start Excerpted data
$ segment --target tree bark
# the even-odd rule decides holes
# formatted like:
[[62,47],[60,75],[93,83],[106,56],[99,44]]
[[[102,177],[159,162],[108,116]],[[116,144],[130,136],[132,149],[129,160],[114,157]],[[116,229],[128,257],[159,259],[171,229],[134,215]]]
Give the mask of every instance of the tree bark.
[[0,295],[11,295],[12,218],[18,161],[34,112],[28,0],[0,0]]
end Excerpted data
= Exercise goal =
Copy out all of these lines again with no changes.

= Result =
$ segment --target tree bark
# the even-odd rule decides holes
# formatted like:
[[62,47],[60,75],[93,83],[106,56],[99,44]]
[[[102,177],[159,162],[108,116]],[[116,144],[130,136],[132,149],[129,160],[114,157]],[[116,229],[128,257],[159,259],[171,229],[134,215]]]
Give the mask of every instance of the tree bark.
[[0,295],[11,295],[12,218],[18,161],[34,112],[28,0],[0,0]]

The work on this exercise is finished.